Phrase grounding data

++++++

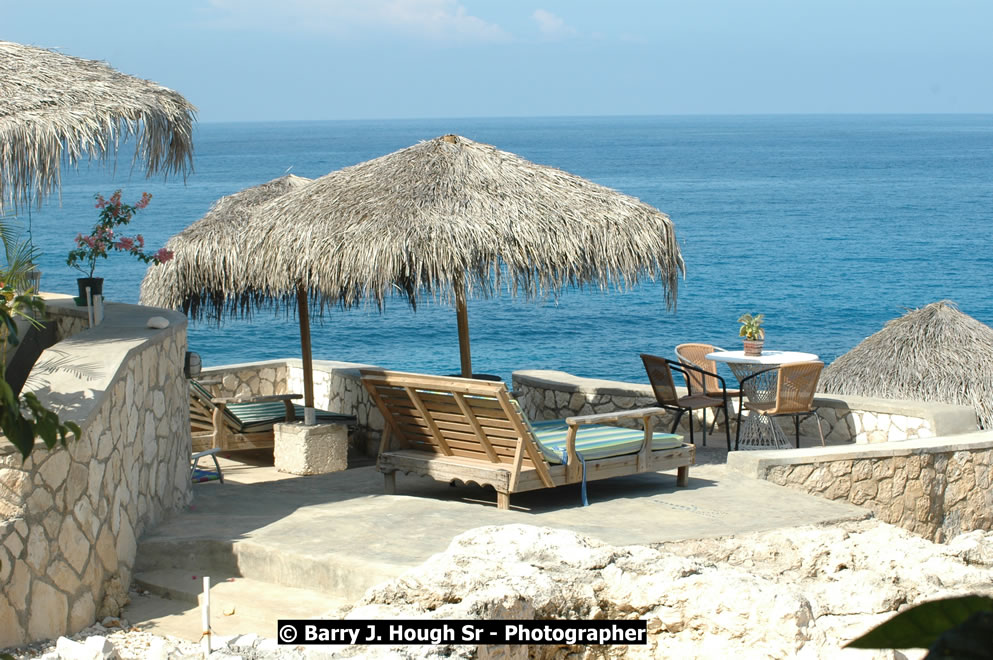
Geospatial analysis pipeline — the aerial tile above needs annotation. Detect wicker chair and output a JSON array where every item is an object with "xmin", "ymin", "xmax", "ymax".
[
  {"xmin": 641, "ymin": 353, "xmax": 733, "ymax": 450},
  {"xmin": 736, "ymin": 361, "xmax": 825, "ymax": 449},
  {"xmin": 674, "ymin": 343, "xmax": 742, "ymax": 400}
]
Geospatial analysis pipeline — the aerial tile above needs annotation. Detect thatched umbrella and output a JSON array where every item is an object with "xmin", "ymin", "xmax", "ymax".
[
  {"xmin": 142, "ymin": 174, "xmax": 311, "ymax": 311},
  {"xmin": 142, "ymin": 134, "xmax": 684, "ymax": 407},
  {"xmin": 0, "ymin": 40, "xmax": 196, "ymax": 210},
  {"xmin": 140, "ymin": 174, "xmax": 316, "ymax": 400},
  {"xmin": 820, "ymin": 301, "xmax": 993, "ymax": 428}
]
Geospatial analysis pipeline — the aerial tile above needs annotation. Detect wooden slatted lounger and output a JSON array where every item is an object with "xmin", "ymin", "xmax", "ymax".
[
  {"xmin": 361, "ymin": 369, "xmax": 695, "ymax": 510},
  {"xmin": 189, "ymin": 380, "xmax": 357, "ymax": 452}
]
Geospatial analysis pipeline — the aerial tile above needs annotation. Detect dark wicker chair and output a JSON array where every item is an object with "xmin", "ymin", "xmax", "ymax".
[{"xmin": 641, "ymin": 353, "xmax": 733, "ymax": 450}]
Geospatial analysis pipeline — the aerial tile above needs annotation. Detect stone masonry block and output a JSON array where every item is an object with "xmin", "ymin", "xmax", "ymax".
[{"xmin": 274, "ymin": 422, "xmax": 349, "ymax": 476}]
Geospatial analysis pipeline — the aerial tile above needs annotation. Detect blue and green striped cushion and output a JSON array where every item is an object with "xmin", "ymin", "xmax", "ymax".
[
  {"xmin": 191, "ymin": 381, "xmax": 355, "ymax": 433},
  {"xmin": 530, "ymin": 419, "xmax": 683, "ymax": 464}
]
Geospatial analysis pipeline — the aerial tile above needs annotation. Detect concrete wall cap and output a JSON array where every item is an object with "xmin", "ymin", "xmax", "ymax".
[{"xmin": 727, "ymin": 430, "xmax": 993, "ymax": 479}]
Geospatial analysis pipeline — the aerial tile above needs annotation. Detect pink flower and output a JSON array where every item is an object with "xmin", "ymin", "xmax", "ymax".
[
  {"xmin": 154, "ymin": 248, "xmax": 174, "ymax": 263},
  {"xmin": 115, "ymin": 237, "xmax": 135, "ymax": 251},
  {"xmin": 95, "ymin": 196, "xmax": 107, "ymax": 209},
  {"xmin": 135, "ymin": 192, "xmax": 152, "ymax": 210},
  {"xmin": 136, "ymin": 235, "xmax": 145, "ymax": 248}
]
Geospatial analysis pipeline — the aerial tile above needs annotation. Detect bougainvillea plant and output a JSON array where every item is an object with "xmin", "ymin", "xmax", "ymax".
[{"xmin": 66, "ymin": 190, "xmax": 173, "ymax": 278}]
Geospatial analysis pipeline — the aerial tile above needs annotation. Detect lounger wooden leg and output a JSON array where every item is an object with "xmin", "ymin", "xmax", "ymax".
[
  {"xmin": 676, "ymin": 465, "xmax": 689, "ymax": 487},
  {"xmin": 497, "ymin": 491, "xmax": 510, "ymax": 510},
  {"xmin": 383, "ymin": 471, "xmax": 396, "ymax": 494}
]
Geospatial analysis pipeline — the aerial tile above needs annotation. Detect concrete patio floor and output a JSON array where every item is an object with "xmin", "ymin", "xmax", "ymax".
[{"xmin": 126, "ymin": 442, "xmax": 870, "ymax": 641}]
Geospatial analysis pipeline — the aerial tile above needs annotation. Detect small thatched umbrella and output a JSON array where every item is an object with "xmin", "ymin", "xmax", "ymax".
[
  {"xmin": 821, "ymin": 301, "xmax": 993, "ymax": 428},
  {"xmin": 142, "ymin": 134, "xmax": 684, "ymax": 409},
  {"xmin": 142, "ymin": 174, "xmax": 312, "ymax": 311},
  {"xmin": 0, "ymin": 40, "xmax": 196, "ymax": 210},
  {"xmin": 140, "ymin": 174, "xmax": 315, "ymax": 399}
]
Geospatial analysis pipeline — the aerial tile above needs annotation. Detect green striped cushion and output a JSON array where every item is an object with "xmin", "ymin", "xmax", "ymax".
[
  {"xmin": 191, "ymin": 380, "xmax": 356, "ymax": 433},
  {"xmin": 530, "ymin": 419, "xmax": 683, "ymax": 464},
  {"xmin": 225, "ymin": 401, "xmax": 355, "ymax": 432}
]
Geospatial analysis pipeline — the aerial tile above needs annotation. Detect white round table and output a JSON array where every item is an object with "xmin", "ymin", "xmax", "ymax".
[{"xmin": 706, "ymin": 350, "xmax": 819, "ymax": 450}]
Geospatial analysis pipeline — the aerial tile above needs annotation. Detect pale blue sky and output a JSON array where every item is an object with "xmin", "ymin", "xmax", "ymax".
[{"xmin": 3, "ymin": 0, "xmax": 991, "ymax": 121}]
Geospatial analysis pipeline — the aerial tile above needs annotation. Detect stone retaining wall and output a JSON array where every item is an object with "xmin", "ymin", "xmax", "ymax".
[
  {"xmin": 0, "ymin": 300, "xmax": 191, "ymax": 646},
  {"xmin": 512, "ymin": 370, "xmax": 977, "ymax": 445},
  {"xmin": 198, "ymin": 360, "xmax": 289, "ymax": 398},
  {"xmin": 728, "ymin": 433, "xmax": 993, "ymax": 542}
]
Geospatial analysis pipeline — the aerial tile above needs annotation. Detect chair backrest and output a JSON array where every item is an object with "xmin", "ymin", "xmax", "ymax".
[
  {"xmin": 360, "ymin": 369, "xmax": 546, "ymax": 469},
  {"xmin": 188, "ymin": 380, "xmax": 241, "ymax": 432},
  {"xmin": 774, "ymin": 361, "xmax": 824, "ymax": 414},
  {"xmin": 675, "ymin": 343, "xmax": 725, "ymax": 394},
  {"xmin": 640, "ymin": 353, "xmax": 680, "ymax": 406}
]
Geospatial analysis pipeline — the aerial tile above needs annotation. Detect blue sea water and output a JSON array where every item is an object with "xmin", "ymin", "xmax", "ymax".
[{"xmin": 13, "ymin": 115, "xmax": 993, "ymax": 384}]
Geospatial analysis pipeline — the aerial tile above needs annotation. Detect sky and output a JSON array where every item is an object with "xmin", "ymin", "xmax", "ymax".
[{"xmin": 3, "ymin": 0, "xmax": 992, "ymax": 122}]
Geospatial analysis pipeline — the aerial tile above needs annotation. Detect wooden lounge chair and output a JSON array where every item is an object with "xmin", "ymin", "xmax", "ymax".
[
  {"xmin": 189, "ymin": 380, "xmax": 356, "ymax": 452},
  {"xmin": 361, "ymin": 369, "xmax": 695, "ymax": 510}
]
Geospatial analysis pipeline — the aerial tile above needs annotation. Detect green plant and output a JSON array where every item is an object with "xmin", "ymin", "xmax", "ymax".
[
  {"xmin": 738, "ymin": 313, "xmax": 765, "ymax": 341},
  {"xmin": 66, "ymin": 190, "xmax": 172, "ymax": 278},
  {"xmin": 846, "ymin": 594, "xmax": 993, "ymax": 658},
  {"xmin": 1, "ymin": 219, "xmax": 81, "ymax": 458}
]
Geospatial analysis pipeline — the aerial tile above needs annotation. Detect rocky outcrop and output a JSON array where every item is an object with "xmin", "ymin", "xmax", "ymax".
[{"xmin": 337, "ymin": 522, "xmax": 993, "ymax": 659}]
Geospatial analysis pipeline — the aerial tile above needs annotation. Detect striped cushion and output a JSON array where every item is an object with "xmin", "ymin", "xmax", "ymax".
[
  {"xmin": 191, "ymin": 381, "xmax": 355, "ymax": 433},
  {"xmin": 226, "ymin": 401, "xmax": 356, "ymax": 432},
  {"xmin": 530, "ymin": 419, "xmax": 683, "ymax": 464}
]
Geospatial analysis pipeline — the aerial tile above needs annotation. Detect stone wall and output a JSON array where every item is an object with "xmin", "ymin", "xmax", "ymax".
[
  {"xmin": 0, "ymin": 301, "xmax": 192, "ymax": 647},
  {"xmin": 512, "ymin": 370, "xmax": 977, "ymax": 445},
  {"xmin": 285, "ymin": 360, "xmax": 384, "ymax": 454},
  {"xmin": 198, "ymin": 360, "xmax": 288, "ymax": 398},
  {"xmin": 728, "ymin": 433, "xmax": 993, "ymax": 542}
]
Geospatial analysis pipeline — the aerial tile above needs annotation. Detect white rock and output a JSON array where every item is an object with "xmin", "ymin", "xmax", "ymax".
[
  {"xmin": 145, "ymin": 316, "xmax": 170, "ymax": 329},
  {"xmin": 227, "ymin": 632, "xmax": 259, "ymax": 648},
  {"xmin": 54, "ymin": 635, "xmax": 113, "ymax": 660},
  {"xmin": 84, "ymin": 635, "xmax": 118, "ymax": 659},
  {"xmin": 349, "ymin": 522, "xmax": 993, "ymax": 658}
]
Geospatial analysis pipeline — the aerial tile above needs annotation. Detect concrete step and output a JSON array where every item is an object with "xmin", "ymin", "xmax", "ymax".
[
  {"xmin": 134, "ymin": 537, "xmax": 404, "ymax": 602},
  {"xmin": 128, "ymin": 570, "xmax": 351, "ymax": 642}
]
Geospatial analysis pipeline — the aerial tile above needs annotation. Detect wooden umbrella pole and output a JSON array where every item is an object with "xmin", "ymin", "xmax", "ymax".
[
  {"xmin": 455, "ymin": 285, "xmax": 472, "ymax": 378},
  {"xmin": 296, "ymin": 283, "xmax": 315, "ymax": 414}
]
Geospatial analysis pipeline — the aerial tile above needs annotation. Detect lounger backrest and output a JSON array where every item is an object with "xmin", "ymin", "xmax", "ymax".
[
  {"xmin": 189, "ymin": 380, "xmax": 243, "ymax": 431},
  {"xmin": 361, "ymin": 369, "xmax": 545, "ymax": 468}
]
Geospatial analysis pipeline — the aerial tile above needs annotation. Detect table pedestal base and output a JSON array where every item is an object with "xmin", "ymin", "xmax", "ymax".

++++++

> **TASK**:
All lines from the one containing "Detect lounger backrest" to the end of the records are to be duplicated exactly, and no other lines are to be given.

> **ANSWER SPACE**:
Geospatial analysis pipeline — the aerial tile above needs annotation. Detect lounger backrest and output a JSON array where every item is an object with "xmin", "ymin", "xmax", "ymax".
[
  {"xmin": 189, "ymin": 380, "xmax": 243, "ymax": 431},
  {"xmin": 361, "ymin": 369, "xmax": 545, "ymax": 468}
]
Geospatial analysis pipeline — the aerial tile above needs annotation. Detect table pedestal base and output a JSON array where every item is an object with "xmin", "ymin", "xmax", "ymax".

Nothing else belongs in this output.